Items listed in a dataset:
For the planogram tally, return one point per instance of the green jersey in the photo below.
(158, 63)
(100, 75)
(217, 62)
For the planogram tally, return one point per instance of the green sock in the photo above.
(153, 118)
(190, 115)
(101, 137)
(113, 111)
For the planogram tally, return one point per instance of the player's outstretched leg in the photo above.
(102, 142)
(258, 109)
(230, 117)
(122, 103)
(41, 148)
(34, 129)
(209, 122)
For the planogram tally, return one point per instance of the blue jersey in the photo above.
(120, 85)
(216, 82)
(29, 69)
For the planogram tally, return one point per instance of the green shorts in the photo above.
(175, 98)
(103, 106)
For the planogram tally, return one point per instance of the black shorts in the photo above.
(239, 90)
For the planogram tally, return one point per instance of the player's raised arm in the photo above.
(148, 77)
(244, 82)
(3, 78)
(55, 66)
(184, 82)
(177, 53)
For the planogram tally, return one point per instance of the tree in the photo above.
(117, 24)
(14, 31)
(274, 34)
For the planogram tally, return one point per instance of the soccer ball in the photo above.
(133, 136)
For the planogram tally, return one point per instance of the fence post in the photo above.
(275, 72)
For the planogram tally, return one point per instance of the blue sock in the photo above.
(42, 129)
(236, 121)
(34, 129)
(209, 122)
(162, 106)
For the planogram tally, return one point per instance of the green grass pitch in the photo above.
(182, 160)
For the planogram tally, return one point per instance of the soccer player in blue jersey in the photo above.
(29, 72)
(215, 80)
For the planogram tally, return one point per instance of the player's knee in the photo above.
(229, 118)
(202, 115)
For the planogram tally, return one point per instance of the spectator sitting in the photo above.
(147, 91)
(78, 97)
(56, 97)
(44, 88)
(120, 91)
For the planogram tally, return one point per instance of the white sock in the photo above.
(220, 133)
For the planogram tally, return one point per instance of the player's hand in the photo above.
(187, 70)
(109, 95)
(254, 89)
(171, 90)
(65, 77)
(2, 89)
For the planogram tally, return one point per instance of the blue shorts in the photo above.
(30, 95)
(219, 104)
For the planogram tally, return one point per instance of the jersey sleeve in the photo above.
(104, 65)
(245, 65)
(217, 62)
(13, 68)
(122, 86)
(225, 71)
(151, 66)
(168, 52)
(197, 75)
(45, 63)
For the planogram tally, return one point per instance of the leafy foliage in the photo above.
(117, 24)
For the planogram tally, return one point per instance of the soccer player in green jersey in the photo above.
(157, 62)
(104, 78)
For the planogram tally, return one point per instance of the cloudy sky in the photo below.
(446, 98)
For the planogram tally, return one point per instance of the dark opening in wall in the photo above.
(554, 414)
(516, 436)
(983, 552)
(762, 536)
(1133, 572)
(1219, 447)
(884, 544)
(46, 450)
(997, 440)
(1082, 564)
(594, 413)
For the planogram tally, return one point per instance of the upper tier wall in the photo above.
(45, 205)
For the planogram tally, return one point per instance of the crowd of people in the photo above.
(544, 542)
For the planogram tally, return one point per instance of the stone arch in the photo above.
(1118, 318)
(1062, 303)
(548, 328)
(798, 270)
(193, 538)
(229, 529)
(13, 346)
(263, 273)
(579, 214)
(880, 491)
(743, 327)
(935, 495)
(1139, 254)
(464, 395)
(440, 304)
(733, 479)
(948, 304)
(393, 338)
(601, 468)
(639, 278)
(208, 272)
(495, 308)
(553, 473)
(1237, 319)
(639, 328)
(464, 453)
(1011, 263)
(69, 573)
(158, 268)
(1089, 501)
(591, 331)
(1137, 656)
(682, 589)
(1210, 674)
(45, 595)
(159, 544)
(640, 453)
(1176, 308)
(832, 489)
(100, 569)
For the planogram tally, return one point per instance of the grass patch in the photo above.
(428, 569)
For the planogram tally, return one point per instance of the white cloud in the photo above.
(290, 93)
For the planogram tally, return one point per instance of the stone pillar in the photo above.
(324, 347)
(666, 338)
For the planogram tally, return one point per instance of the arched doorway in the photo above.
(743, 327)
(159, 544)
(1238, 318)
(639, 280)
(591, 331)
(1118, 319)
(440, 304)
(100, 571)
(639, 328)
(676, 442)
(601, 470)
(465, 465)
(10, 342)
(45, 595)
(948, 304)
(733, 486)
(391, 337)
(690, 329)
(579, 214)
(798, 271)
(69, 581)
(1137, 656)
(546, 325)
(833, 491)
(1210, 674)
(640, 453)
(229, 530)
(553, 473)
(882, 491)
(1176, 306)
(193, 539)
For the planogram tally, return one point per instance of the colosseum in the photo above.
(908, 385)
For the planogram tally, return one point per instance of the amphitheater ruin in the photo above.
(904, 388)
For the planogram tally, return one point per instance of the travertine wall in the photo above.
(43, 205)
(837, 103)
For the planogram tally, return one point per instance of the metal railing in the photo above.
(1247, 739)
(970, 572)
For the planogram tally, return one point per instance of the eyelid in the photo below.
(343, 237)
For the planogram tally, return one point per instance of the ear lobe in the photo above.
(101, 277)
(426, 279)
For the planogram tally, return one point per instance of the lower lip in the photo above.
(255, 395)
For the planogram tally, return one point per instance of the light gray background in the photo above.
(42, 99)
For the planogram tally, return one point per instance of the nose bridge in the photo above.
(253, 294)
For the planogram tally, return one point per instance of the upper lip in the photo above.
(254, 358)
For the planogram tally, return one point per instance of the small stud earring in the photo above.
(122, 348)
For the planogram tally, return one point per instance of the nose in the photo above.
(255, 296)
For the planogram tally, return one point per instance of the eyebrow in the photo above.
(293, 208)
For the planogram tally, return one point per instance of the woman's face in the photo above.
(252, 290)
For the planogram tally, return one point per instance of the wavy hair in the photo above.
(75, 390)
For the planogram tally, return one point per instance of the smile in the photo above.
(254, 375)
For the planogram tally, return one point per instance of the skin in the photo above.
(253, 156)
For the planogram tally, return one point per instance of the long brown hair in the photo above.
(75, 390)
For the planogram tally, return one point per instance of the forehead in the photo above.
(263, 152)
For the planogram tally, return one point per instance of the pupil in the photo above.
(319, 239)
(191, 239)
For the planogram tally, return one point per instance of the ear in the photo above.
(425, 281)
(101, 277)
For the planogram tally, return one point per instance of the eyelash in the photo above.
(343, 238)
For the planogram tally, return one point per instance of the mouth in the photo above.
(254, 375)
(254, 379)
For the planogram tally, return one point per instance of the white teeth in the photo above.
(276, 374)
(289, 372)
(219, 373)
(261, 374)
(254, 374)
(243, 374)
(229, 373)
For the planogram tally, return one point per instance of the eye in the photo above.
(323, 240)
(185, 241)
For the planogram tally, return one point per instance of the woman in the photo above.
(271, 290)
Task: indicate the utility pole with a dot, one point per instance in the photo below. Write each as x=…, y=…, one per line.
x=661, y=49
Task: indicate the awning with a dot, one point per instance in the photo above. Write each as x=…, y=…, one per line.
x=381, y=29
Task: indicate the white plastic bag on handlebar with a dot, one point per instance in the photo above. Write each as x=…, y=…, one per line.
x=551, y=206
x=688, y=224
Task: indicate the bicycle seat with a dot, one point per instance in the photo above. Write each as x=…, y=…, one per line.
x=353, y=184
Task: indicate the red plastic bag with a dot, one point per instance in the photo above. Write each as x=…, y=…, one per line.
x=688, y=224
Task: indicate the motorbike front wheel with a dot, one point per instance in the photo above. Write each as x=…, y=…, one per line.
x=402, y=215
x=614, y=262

◆ **Task instructions**: Print the records above exactly as they appear.

◆ **Result of the exercise**:
For the planogram tally, return one point per instance of the green jersey in the photo below.
(158, 63)
(100, 75)
(217, 62)
For the planogram tally, return one point per instance of the green sock in the photo above.
(153, 118)
(190, 115)
(101, 137)
(113, 111)
For the planogram tally, return one point per instance of the player's outstretched leg in the photo above.
(102, 142)
(258, 109)
(230, 117)
(122, 103)
(41, 148)
(34, 129)
(209, 122)
For the planogram tally, return one point per instance of the blue jersey in the photo above.
(120, 85)
(216, 82)
(29, 69)
For the planogram tally, return one point per instance of the green shorts in the photo above.
(175, 98)
(103, 106)
For the planogram tally, return one point per instance of the black shorts in the photo above.
(239, 90)
For the planogram tally, return one point per instance of the player's raised arm in the photo above.
(148, 77)
(244, 82)
(3, 78)
(55, 66)
(184, 82)
(177, 53)
For the planogram tally, return one point per instance of the tree in the photo above.
(117, 24)
(14, 31)
(274, 34)
For the planogram tally, return one point per instance of the soccer ball in the photo above.
(133, 136)
For the planogram tally, return one point per instance of the fence post in the photo above.
(275, 72)
For the planogram tally, return one point per instance of the blue sock in the photo above.
(42, 129)
(236, 121)
(34, 129)
(209, 122)
(162, 106)
For the planogram tally, return one point per instance of the green grass pitch in the photo above.
(182, 160)
For the planogram tally, return one point per instance of the soccer player in blue jersey in the photo above.
(29, 72)
(215, 80)
For the planogram tally, return one point per instance of the player's knee in the photo above.
(229, 118)
(202, 115)
For the planogram tally, return one point per instance of the spectator sitting in the photo above.
(147, 91)
(78, 97)
(56, 97)
(44, 88)
(120, 91)
For the planogram tally, return one point per instance of the white sock in the photo above.
(220, 133)
For the planogram tally, return one point per instance of the player's hand in the photo above.
(187, 70)
(109, 95)
(254, 89)
(171, 90)
(65, 77)
(2, 89)
For the planogram tally, return one point per instance of the blue shorts in the photo above.
(30, 95)
(219, 104)
For the planogram tally, return one point per instance of the jersey sleeve in the photo above.
(104, 65)
(245, 65)
(217, 62)
(13, 68)
(122, 86)
(225, 71)
(151, 66)
(168, 52)
(197, 75)
(45, 63)
For the planogram tally, return one point per instance of the leafy foliage in the photo above.
(117, 24)
For the planogram tally, return one point per instance of the soccer player in green jersey in the photo above.
(157, 62)
(104, 78)
For the planogram tally, return one point per instance of the cloudy sky in the photo below.
(446, 98)
For the planogram tally, return one point per instance of the dark opening in wall in the photo above.
(554, 414)
(516, 436)
(983, 552)
(762, 536)
(1133, 572)
(1219, 447)
(884, 544)
(46, 450)
(997, 440)
(1082, 564)
(594, 413)
For the planogram tally, return one point per instance of the upper tier wall in the photo above.
(45, 205)
For the planogram tally, return one point per instance of the crowd of people in the photo above.
(544, 542)
For the planogram tally, return one point per instance of the stone arch in the photo above.
(1118, 318)
(1062, 303)
(548, 328)
(798, 270)
(193, 538)
(229, 529)
(13, 346)
(263, 273)
(579, 214)
(880, 491)
(743, 327)
(935, 495)
(1139, 254)
(464, 395)
(440, 304)
(733, 479)
(948, 304)
(393, 338)
(601, 468)
(639, 278)
(208, 272)
(495, 308)
(553, 473)
(1237, 319)
(639, 328)
(464, 453)
(1011, 263)
(69, 573)
(158, 268)
(1089, 501)
(591, 331)
(1137, 656)
(682, 589)
(1210, 674)
(45, 595)
(159, 544)
(640, 453)
(1176, 308)
(832, 489)
(100, 569)
For the planogram tally, return one point per instance of the grass patch in the photo above.
(428, 569)
For the planogram tally, return one point per instance of the white cloud in the photo above.
(290, 93)
For the planogram tally, return one point per instance of the stone pillar in the photo above.
(324, 347)
(666, 338)
For the planogram tally, return one point per instance of the arched doorway in the photo above.
(743, 327)
(159, 544)
(1238, 318)
(639, 280)
(591, 331)
(1118, 319)
(440, 304)
(100, 571)
(639, 328)
(676, 442)
(601, 470)
(465, 465)
(10, 342)
(45, 595)
(948, 304)
(733, 486)
(391, 337)
(690, 329)
(579, 214)
(798, 271)
(69, 581)
(1137, 656)
(546, 325)
(833, 491)
(1210, 674)
(640, 453)
(229, 530)
(553, 473)
(882, 491)
(1176, 306)
(193, 539)
For the planogram tally, return one point per instance of the colosseum in the photo above.
(908, 385)
For the planogram tally, return one point per instance of the amphitheater ruin in the photo above.
(904, 388)
For the planogram tally, return one point per instance of the travertine wall in the photo above.
(43, 205)
(837, 103)
For the planogram tally, return one point per instance of the metal railing in the photo above.
(1247, 739)
(970, 572)
For the planogram tally, return one point per instance of the eyelid in the photo below.
(343, 237)
For the planogram tally, return one point per instance of the ear lobe in the photo above.
(101, 277)
(426, 279)
For the planogram tally, return one point per instance of the lower lip in the photo above.
(255, 395)
For the planogram tally, return one point per instance of the light gray background in the photo above.
(42, 99)
For the planogram tally, return one point per instance of the nose bridge in the photo above.
(253, 294)
For the planogram tally, return one point per instance of the upper lip in the photo above.
(254, 358)
For the planogram tally, return one point per instance of the small stud earring in the photo above.
(122, 348)
For the planogram tally, return one point per instance of the nose in the photo above.
(255, 296)
For the planogram tally, return one point per instance of the eyebrow in the photo above.
(293, 208)
For the planogram tally, return one point per instance of the woman's face in the photo above.
(252, 290)
For the planogram tally, return one point per instance of the wavy hair in the photo above.
(75, 390)
For the planogram tally, return one point per instance of the smile in the photo above.
(254, 375)
For the planogram tally, return one point per instance of the skin in the photo above.
(253, 156)
For the planogram tally, return one point per instance of the long brown hair in the photo above.
(75, 390)
For the planogram tally, return one point per instance of the forehead in the photo above.
(263, 152)
For the planogram tally, return one point per instance of the pupil in the photo above.
(319, 239)
(191, 239)
For the planogram tally, return one point per instance of the ear in the photo above.
(425, 281)
(101, 277)
For the planogram tally, return one point per instance of the eyelash in the photo above.
(343, 238)
For the planogram tally, return one point per instance of the mouth in the photo above.
(254, 375)
(254, 379)
For the planogram tally, return one point per instance of the white teeth in the photo above.
(276, 374)
(289, 372)
(219, 373)
(261, 374)
(254, 374)
(243, 374)
(229, 373)
For the planogram tally, return one point per instance of the eye in the photo above.
(323, 240)
(185, 241)
For the planogram tally, return one point per instance of the woman in the photo above.
(271, 290)
Task: indicate the utility pole with a dot, one point per instance in the photo below. Write each as x=…, y=…, one per line.
x=661, y=49
Task: indicate the awning with a dot, one point per instance in the photo above. Write each as x=…, y=…, one per line.
x=381, y=29
Task: indicate the white plastic bag on handlebar with a dot, one point per instance in the photo above. Write each as x=…, y=…, one per line.
x=551, y=206
x=688, y=224
Task: indicate the bicycle seat with a dot, one point per instance in the photo above. Write each as x=…, y=…, one per line.
x=353, y=184
Task: indicate the red plastic bag with a dot, one point per instance in the photo above. Write each as x=…, y=…, one per line.
x=688, y=224
Task: indicate the motorbike front wheel with a dot, one point per instance in the photo above. Write each as x=…, y=…, one per line.
x=402, y=215
x=614, y=262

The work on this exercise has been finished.